*** PROVIDED INFORMATION Section Begins ***
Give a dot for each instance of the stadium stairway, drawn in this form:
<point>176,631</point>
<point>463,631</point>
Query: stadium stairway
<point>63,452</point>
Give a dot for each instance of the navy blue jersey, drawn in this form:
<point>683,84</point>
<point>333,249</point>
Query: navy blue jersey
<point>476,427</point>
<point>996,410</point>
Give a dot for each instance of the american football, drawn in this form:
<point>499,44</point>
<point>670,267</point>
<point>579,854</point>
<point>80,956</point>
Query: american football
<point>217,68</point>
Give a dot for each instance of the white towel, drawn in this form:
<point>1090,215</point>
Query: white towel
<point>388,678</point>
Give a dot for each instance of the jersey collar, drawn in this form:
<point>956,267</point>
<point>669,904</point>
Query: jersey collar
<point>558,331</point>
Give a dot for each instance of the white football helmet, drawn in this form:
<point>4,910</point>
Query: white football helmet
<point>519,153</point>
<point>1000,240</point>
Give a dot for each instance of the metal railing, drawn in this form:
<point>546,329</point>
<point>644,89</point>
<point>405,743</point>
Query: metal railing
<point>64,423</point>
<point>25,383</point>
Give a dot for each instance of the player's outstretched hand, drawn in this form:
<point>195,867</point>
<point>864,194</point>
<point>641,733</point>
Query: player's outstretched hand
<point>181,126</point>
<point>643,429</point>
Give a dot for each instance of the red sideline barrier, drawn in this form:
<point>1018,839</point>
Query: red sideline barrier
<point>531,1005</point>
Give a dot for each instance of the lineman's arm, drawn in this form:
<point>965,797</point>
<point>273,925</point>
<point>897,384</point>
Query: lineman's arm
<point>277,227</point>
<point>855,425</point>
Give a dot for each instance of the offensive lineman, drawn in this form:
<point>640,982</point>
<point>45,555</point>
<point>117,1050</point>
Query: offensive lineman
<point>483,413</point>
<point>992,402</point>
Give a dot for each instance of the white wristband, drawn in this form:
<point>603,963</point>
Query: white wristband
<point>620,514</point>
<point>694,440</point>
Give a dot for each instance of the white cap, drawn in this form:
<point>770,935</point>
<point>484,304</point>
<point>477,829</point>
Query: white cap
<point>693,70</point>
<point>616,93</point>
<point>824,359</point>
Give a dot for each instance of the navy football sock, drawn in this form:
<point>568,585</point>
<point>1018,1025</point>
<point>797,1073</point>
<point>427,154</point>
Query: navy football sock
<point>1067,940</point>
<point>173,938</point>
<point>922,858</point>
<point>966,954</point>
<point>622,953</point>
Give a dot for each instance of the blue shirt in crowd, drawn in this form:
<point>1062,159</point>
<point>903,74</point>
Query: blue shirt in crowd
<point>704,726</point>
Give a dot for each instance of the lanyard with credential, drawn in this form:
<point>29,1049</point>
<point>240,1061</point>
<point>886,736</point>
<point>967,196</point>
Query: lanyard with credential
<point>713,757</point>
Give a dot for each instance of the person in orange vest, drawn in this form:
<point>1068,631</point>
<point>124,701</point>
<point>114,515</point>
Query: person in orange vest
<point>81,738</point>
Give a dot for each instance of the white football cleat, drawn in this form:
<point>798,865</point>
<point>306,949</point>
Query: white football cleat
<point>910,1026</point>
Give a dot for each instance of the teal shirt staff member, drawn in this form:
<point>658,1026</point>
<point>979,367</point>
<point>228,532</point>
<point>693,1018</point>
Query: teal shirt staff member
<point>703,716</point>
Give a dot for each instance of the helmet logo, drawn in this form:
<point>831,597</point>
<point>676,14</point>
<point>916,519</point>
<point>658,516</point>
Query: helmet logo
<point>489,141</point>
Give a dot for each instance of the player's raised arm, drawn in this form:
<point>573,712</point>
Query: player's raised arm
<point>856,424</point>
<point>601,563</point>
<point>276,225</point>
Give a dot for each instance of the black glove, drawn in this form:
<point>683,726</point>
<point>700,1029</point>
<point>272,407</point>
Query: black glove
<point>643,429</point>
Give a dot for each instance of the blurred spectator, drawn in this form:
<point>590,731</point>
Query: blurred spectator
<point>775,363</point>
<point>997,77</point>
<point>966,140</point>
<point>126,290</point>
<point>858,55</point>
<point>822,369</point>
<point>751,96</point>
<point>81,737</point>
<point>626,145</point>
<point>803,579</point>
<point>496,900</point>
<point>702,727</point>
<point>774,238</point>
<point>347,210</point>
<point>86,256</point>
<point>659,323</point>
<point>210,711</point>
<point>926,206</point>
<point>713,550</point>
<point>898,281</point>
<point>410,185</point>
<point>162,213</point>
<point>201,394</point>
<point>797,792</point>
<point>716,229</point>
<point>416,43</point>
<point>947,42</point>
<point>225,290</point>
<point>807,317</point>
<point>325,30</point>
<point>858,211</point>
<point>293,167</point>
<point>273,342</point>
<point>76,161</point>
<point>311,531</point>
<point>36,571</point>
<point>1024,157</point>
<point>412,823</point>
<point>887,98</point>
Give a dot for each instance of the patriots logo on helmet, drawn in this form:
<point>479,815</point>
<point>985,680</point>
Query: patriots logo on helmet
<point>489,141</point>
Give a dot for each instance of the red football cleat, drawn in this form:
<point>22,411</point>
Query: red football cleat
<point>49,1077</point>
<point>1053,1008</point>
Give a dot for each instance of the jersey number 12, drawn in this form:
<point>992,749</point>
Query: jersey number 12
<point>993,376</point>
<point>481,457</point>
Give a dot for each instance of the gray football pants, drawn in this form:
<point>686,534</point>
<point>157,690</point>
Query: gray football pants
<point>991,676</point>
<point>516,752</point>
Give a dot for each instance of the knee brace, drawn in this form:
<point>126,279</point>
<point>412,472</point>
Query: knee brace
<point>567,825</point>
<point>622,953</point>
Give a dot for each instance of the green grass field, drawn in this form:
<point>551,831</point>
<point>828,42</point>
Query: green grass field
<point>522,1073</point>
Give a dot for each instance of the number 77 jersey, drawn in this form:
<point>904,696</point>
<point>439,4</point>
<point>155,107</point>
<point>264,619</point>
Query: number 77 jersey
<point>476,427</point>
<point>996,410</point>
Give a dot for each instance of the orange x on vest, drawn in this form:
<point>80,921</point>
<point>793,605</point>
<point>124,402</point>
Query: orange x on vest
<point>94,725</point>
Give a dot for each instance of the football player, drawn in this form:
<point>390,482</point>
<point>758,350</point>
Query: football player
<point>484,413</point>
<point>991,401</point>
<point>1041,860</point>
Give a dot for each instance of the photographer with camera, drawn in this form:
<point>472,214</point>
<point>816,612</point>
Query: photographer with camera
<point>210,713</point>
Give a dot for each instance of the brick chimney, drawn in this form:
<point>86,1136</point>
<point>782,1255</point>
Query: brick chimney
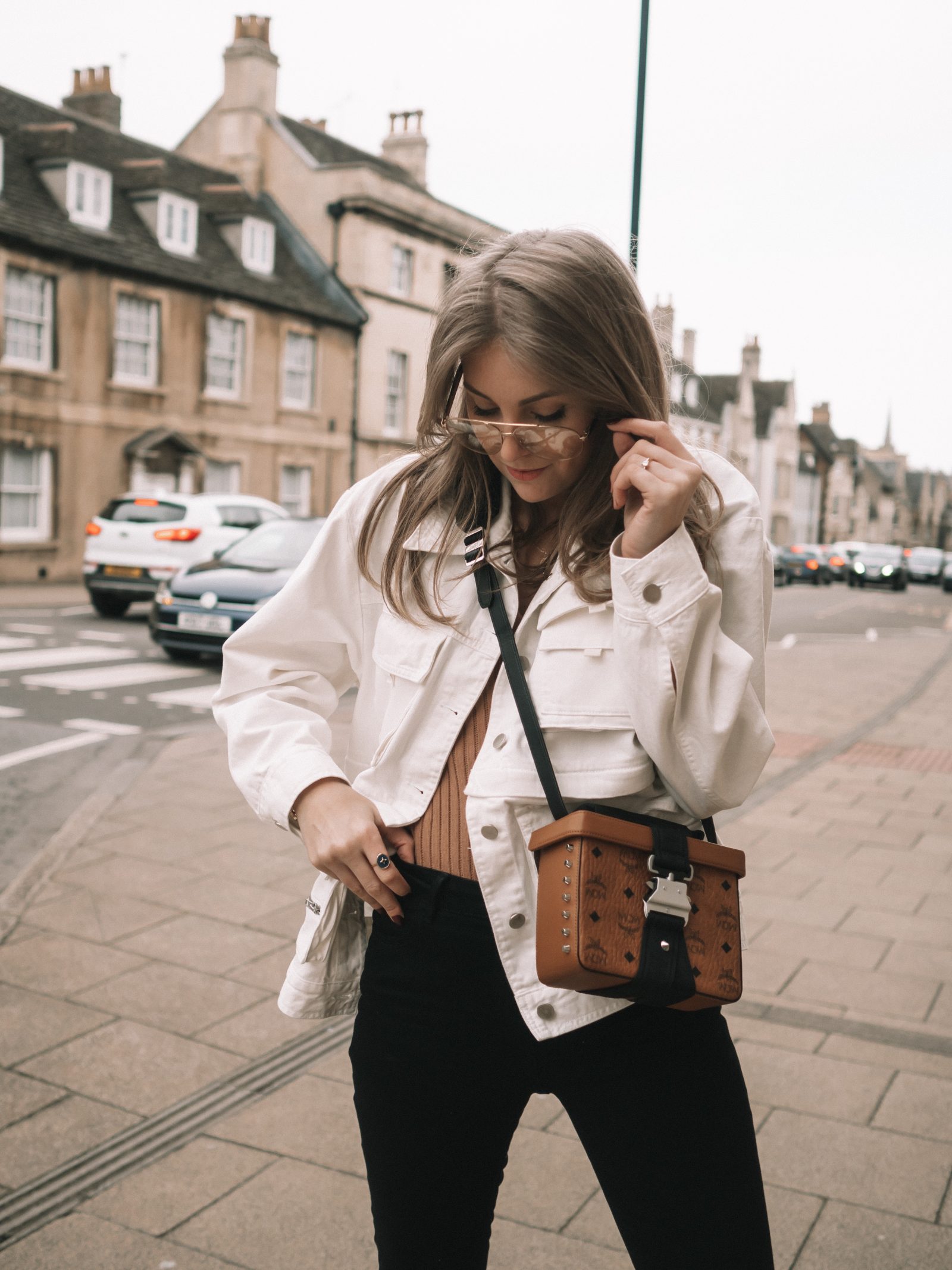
<point>687,354</point>
<point>250,68</point>
<point>406,145</point>
<point>750,361</point>
<point>93,96</point>
<point>663,321</point>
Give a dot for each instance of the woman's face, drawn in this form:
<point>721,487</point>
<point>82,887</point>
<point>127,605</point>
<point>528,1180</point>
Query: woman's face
<point>503,393</point>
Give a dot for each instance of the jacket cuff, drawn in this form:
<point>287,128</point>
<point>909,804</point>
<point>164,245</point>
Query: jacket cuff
<point>660,584</point>
<point>290,778</point>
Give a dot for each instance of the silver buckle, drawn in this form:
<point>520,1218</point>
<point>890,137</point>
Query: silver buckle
<point>475,548</point>
<point>671,894</point>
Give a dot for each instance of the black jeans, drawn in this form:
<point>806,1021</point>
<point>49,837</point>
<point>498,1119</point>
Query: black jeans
<point>444,1065</point>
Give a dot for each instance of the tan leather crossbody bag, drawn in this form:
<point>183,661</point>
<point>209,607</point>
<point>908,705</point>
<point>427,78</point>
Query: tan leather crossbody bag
<point>629,906</point>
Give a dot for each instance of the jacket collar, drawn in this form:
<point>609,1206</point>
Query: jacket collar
<point>428,533</point>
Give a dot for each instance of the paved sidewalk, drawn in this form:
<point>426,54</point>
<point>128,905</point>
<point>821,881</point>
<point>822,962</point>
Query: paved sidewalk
<point>145,971</point>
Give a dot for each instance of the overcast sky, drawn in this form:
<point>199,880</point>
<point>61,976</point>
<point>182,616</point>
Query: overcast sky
<point>797,174</point>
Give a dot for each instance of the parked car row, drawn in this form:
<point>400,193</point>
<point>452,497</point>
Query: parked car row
<point>139,542</point>
<point>861,564</point>
<point>207,562</point>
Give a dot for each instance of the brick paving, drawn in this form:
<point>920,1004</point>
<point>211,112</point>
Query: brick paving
<point>146,967</point>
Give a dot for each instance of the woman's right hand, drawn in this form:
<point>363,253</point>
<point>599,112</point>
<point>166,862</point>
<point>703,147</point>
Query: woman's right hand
<point>343,833</point>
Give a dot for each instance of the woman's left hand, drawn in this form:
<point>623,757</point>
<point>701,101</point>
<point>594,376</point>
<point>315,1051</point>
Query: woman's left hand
<point>655,497</point>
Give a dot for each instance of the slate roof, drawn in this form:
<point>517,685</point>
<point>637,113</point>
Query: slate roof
<point>721,389</point>
<point>884,473</point>
<point>327,149</point>
<point>31,217</point>
<point>768,395</point>
<point>823,439</point>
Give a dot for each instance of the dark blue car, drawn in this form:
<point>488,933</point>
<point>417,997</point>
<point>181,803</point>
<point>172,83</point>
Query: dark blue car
<point>202,605</point>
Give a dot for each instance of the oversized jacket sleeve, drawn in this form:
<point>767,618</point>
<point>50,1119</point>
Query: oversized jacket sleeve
<point>284,671</point>
<point>693,652</point>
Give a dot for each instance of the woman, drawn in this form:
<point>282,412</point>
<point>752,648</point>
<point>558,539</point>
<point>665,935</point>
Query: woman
<point>640,580</point>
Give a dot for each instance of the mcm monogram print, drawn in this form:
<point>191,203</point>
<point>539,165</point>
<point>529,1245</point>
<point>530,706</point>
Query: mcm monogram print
<point>594,953</point>
<point>726,921</point>
<point>693,940</point>
<point>596,887</point>
<point>632,861</point>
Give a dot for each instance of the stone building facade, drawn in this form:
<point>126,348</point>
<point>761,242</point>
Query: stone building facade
<point>160,329</point>
<point>747,420</point>
<point>372,216</point>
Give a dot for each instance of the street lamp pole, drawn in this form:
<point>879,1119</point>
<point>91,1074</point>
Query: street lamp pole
<point>639,137</point>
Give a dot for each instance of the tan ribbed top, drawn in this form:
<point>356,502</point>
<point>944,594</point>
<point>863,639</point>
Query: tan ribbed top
<point>441,837</point>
*** PROVIDED INFORMATION Section Ends ***
__EXERCISE INSTRUCTIONS__: From the line that has "Give a dot for each instance of the american" through the line that has "<point>956,267</point>", copy every line exactly as it appears above, and leave out all others.

__SOLUTION TO THE EXERCISE__:
Give a dot for each instance of the american football, drawn in this form:
<point>499,44</point>
<point>670,267</point>
<point>579,854</point>
<point>80,956</point>
Query: american football
<point>217,68</point>
Give a dot for each instance of the white towel, drawn in this form:
<point>1090,215</point>
Query: white towel
<point>388,678</point>
Give a dot for each instance of the jersey collar, drawn in this form:
<point>956,267</point>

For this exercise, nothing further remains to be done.